**Objectives:**
1. From the review of Monumental Matters, repeat word for word the part that opens with the words containing "As Monumental Matters" and closes with "nationalistic, and destructive.".
2. Answer these questions using the review of Monumental Matters:
(a) Which Delhi monuments does the book cover?
(b) Who is shown addressing religious communalism at the start of the book's introduction, and in what year?
(c) What did a mob of Hindu nationalists raze two years after that?

** START OF Article **

As Monumental Matters makes clear throughout, use and perception of the built environment is unstable and subject to constant reinterpretation. Kavuri-Bauer is concerned with how diverse audiences regarded and interacted with key Indian Mughal monuments from the eighteenth century to present, including the Taj Mahal, Fatehpur Sikri, and, in Delhi, the Red Fort, the Jama Masjid, and the Fatehpuri Masjid. Rather than offering formal or stylistic analyses of the monuments, Kavuri-Bauer brings them to life, cogently illustrating why and how these buildings matter and to whom. Koch and Asher introduced us to the Mughal emperors through their architectural commissions. Kavuri-Bauer introduces us to the individuals who have interacted with these spaces for a range of reasons—religious, touristic, nationalistic, and destructive.

The book’s introduction commences with Indian Prime Minister V. P. Singh addressing the issue of religious communalism in 1990. Two years later, a mob of Hindu nationalists razed the sixteenth-century Mughal Babri Masjid. This incident had an atrocious ripple effect, which culminated in the Gujerat riots and the loss of thousands of lives. In recounting these events, Kavuri-Bauer convincingly presents what is at stake with the Mughal monuments, and how “the interplay of power, subjectivity, and creativity produce the monument recursively and radically as one of the most critical and unstable spaces of modern India” (14). Mughal monuments are spaces that have been, and continue to be, marked by communal conflict, power struggles, and resistance. At Mughal monuments, such as the Babri Masjid, conflicting factions define contemporary India’s secularism—or lack of it. This chapter introduces the theoretical frameworks that inform the analyses in the ensuing chapters. Kavuri-Bauer’s detailed engagement with diverse sources (Michael Foucault, Michel de Certeau, Jacques Lacan, and bell hooks) as well as with literature, film, and ethnography elucidate how power, community, and space intersect and evolve.

** END OF Article **
** START OF Given records **

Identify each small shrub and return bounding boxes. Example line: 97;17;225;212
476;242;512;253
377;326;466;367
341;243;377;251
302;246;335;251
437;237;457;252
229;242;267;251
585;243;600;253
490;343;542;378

** END OF Given records **

**Results by task:**
1.
As Monumental Matters makes clear throughout, use and perception of the built environment is unstable and subject to constant reinterpretation. Kavuri-Bauer is concerned with how diverse audiences regarded and interacted with key Indian Mughal monuments from the eighteenth century to present, including the Taj Mahal, Fatehpur Sikri, and, in Delhi, the Red Fort, the Jama Masjid, and the Fatehpuri Masjid. Rather than offering formal or stylistic analyses of the monuments, Kavuri-Bauer brings them to life, cogently illustrating why and how these buildings matter and to whom. Koch and Asher introduced us to the Mughal emperors through their architectural commissions. Kavuri-Bauer introduces us to the individuals who have interacted with these spaces for a range of reasons—religious, touristic, nationalistic, and destructive.

2.
(a) The Red Fort, the Jama Masjid, and the Fatehpuri Masjid.
(b) Indian Prime Minister V. P. Singh, in 1990.
(c) The sixteenth-century Mughal Babri Masjid.